**Written task**
Rewrite every line in the stretch from the one containing "Would you kindly point to the foliage" through the one containing "<point>713,452</point>", keeping the wording unchanged but raising each coordinate value in the answers by 120.

**Records shown**
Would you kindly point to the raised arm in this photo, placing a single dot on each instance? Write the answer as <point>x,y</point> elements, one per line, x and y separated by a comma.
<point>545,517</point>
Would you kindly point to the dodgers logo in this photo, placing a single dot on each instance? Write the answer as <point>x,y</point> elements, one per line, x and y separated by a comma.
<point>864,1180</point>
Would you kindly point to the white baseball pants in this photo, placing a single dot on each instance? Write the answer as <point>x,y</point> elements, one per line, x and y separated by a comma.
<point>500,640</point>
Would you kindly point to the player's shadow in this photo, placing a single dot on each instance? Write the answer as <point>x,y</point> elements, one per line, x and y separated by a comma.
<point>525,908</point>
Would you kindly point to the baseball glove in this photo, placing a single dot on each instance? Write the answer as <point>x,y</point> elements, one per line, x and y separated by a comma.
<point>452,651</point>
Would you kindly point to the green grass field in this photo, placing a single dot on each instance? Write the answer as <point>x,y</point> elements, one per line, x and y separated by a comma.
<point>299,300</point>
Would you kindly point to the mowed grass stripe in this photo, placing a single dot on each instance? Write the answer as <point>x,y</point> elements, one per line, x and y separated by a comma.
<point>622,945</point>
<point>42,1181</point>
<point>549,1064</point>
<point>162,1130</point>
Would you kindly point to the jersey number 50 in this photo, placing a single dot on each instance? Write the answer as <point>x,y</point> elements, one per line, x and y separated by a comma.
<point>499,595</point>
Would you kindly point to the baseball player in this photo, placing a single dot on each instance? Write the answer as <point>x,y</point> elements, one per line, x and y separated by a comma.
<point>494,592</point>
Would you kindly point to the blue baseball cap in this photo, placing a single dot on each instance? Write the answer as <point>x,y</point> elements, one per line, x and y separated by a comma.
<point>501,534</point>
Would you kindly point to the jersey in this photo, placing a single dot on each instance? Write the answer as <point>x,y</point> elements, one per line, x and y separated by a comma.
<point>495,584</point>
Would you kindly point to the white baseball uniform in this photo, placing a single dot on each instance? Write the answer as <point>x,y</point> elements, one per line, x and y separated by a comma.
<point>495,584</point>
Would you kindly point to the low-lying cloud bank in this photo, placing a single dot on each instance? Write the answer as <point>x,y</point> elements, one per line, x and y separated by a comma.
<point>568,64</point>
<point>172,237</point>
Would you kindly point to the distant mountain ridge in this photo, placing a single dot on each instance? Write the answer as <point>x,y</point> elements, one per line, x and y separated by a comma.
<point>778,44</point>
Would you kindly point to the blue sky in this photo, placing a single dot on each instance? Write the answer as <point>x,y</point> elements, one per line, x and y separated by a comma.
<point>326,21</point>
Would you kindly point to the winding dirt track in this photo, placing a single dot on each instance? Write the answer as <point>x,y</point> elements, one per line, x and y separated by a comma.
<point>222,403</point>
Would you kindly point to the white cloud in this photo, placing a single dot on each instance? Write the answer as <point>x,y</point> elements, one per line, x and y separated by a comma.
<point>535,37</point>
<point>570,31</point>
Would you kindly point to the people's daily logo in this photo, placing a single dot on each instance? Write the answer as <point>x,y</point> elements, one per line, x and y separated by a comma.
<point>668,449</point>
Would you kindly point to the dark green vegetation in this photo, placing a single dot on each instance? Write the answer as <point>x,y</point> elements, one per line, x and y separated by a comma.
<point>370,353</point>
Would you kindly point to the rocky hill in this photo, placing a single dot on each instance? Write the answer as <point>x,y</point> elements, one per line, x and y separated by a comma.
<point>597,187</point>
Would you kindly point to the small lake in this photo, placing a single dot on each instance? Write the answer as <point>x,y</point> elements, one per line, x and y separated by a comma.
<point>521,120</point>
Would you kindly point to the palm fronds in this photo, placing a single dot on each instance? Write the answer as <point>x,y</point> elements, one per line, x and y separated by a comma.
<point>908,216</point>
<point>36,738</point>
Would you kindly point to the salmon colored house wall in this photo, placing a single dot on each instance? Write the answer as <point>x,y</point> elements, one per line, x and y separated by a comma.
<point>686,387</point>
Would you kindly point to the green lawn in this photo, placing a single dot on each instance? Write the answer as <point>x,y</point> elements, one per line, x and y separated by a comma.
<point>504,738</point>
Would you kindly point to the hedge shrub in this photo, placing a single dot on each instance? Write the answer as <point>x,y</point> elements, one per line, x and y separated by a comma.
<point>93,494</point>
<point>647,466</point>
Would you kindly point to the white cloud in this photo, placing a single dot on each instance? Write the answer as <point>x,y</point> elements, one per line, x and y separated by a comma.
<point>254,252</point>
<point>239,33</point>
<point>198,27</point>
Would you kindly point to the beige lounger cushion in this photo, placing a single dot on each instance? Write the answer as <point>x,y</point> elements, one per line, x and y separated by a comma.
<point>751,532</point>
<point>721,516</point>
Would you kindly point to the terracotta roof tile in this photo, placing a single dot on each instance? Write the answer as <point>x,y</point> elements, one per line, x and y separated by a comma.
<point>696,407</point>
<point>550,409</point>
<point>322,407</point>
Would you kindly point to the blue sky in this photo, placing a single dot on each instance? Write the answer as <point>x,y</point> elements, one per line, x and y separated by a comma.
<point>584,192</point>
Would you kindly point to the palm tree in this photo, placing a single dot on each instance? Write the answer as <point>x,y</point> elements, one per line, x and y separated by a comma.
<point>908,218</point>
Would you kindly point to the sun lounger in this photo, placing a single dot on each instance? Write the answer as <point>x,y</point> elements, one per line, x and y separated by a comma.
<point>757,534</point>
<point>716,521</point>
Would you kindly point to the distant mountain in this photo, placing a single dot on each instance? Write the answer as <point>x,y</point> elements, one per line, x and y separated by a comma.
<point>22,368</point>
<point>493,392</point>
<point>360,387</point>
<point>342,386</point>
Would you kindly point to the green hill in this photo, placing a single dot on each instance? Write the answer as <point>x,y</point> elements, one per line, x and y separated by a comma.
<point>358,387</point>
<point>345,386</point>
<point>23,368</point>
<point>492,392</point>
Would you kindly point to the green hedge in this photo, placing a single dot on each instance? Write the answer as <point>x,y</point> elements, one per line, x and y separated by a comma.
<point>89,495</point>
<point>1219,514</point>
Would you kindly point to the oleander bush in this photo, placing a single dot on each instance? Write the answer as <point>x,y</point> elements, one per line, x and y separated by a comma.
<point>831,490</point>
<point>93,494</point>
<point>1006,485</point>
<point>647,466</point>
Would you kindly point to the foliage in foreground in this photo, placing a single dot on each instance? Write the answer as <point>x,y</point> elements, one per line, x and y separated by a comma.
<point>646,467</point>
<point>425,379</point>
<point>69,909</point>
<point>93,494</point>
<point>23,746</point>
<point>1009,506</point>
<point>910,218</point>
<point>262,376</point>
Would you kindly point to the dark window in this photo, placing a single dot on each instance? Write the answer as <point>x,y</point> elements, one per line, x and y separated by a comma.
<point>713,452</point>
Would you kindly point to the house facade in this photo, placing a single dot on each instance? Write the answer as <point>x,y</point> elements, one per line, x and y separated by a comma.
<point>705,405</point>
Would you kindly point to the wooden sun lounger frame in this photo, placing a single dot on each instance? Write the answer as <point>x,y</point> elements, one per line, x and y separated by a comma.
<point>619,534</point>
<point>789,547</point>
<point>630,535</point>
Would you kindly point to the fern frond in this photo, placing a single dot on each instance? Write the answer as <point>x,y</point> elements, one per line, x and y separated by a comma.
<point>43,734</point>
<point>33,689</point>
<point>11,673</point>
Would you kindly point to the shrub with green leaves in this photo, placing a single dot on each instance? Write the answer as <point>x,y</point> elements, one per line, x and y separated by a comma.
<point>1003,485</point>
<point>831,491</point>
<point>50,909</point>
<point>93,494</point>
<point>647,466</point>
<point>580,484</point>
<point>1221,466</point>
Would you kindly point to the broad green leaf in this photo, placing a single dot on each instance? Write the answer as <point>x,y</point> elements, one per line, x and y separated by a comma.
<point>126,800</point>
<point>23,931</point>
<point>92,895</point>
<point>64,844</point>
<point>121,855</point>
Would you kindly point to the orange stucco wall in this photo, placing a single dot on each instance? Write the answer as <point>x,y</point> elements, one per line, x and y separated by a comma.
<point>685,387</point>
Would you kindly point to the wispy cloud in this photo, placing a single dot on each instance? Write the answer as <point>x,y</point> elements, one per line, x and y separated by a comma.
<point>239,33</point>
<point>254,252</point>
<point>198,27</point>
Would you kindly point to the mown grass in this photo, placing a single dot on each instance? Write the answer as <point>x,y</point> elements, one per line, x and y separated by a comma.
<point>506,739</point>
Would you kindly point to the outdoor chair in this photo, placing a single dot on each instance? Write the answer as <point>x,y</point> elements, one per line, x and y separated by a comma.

**Reply to the task**
Would you kindly point to the foliage in foreground in this photo, placing a single dot on each instance? Write the answer as <point>x,y</point> elements, one per line, x and y separated by a comma.
<point>766,587</point>
<point>545,499</point>
<point>189,1029</point>
<point>213,614</point>
<point>143,866</point>
<point>1129,626</point>
<point>1030,338</point>
<point>382,496</point>
Would you kindly point to the dark window in this photo, placing a single dot on each instance? Write the answer as <point>x,y</point> elements, one per line, x and y separated by a comma.
<point>833,572</point>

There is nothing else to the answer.